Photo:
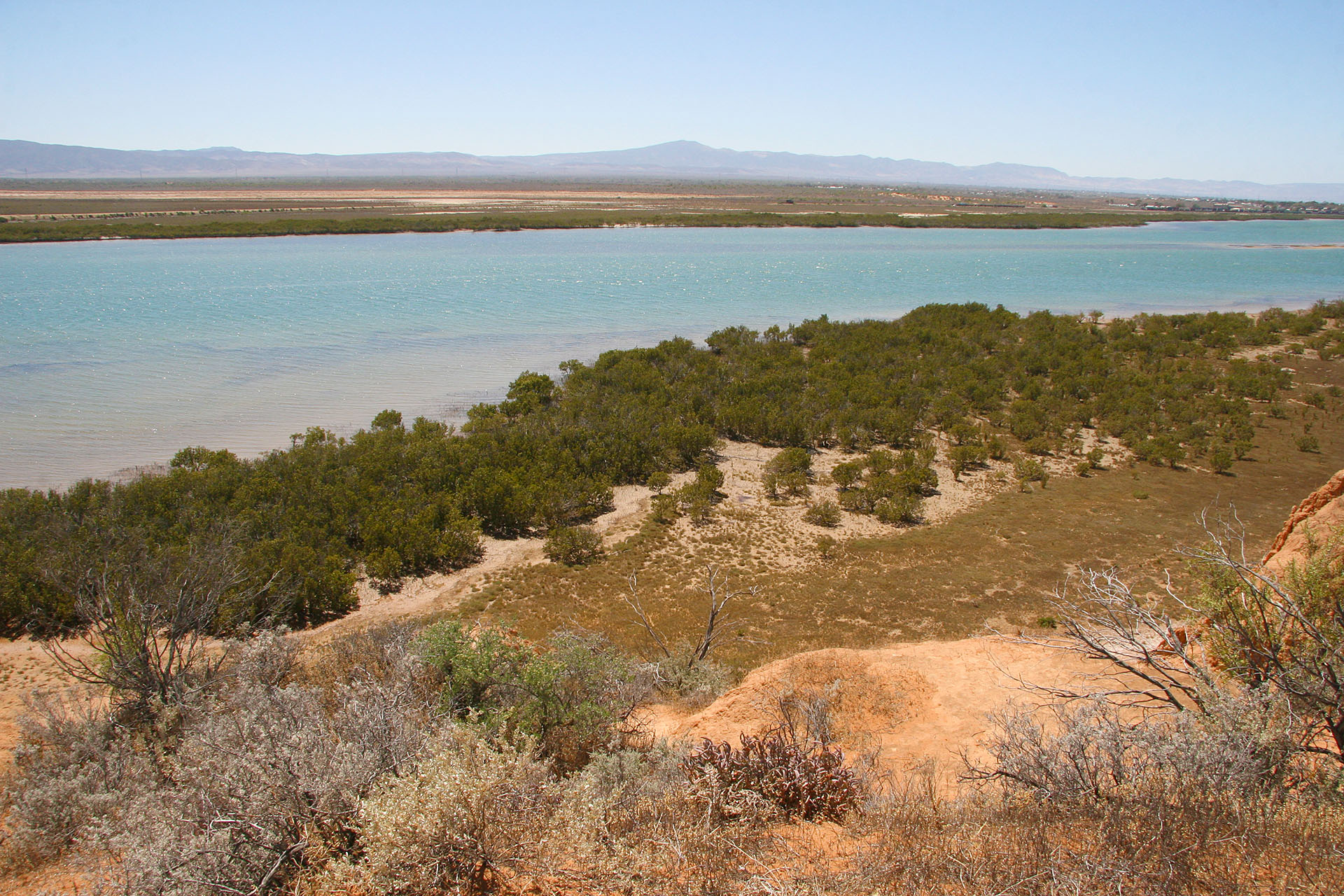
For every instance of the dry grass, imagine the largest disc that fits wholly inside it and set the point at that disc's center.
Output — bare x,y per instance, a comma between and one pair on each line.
993,564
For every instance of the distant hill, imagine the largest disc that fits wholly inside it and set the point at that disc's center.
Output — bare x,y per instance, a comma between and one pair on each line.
682,159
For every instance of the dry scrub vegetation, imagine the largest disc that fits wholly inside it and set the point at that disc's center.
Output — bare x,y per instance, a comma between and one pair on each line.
470,761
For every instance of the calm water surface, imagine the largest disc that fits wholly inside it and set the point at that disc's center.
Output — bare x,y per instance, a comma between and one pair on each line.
120,352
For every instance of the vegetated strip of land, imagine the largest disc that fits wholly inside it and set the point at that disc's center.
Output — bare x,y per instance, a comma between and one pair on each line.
400,500
124,229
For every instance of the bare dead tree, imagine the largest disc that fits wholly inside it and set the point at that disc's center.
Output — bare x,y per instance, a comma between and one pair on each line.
148,620
715,615
1149,659
643,615
1250,628
1281,631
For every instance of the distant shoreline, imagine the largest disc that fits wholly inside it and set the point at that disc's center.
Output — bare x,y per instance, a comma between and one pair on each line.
89,232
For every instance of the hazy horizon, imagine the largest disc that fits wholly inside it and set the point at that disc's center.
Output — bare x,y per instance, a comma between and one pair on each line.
1205,92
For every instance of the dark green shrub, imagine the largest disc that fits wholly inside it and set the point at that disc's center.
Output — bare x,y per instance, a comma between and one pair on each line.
825,514
800,780
573,545
571,694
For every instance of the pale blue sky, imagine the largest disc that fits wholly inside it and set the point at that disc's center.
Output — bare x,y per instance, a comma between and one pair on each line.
1126,88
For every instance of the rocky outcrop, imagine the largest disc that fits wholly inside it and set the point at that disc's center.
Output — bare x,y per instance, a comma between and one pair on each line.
1313,520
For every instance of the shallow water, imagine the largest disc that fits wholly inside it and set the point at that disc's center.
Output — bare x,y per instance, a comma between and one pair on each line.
120,352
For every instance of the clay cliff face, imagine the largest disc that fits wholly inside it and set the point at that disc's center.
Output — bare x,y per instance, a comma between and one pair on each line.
1322,514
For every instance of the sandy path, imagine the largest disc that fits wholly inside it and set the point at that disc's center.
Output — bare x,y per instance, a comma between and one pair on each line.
907,704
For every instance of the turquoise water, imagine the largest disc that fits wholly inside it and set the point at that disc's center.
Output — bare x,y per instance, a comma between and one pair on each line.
116,354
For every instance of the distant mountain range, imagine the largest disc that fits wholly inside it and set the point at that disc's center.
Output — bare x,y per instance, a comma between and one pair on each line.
676,160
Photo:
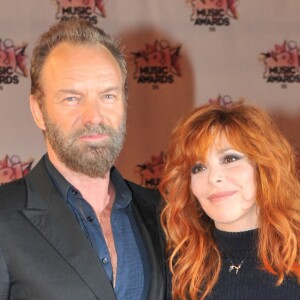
☆ ☆ ☆
◆ Goal ◆
Lay out every line of the entries above as a Markdown table with the columns No. and Text, numbering the rows and skipping any blank lines. Leave the pictures out.

◆ Solution for this exercise ◆
| No. | Text |
|---|---|
| 1 | Photo: |
| 2 | For every instance of the dry grass, imagine the largest disc that fits wholly inside it and set the point at that disc's center. |
| 3 | Output — bare x,y per instance, a comma between and one pair on each line. |
| 4 | 993,564 |
| 5 | For every instance of the distant hill, imagine the largest disc that fits wholly inside it and set the point at that disc's center. |
| 6 | Output — bare x,y per instance, a comma between and one pair on each line. |
| 7 | 682,159 |
| 8 | For every instance of the dry scrub vegetation, imagine the largest disc that fits wholly inside it and set the point at that disc's center. |
| 9 | Output — bare x,y per instance, a comma between and one pair on each line. |
| 10 | 470,761 |
| 11 | For every instance of the calm water surface, imagine the largest disc that fits wholly inside it and set the point at that disc's center. |
| 12 | Output — bare x,y per instance, a comma between and one pair on each line. |
| 13 | 120,352 |
| 14 | For every instance of the vegetated strip of land, imagine the largest disc that fits wholly inside it and set the point at that disc's center. |
| 15 | Output — bare x,y per instance, a comma between and one pair on each line. |
| 16 | 400,500 |
| 17 | 124,229 |
| 18 | For every instance of the bare dead tree, imagine the largest disc that fits wholly inside it and set the point at that disc's center. |
| 19 | Output — bare x,y per instance, a comma between and one pair on each line. |
| 20 | 148,620 |
| 21 | 715,615 |
| 22 | 1149,659 |
| 23 | 643,615 |
| 24 | 1250,628 |
| 25 | 1281,631 |
| 26 | For every instance of the distant shoreline, imagine the largest disc that fits wholly inside it and set the point at that disc's center. |
| 27 | Output — bare x,y per instance, a comma between and one pair on each line. |
| 28 | 89,232 |
| 29 | For every instance of the hazy horizon, imagine the largest disc that fits wholly inside it and set the point at that disc's center. |
| 30 | Output — bare x,y per instance, a comma between and one pair on each line. |
| 31 | 1205,92 |
| 32 | For every instance of the dark green shrub, imagine the largest disc that fits wholly inside it and set the point at that disc's center. |
| 33 | Output — bare x,y per instance, a comma between and one pair on each line. |
| 34 | 825,514 |
| 35 | 800,780 |
| 36 | 573,545 |
| 37 | 571,694 |
| 38 | For every instance of the pale blue sky, imagine the largest disc that fits wholly inside it and set the point at that disc's center. |
| 39 | Output — bare x,y per instance, a comma between and one pair on each line. |
| 40 | 1126,88 |
| 41 | For every instance of the rocky outcrop, imagine the largest disc that fits wholly inside it and set the point at that disc's center. |
| 42 | Output — bare x,y per instance, a comma between and one pair on each line. |
| 43 | 1313,520 |
| 44 | For every instance of the shallow water, imagine the largest disc that fits wholly inside it and set the point at that disc's center. |
| 45 | Output — bare x,y per instance, a comma between and one pair on each line. |
| 46 | 120,352 |
| 47 | For every instance of the clay cliff face, imagine the largest disc that fits wholly inside it and set the point at that disc's center. |
| 48 | Output — bare x,y per instance, a comma between and one pair on each line. |
| 49 | 1322,514 |
| 50 | For every instance of the sandy path, imagine the largest disc that fits wholly inside it and set the point at that disc's center. |
| 51 | Output — bare x,y per instance, a comma between and one pair on each line. |
| 52 | 907,704 |
| 53 | For every instance of the turquoise water, imagine the largest disc that fits wholly inside it and set the point at that disc's center. |
| 54 | Output — bare x,y per instance, a comma between and one pair on each line. |
| 55 | 116,354 |
| 56 | For every instance of the distant mountain range, imagine the largest disc that fits wholly inside it and set the point at that disc's center. |
| 57 | Output — bare x,y per instance, a comma between and one pair on each line. |
| 58 | 676,160 |
| 59 | Photo: |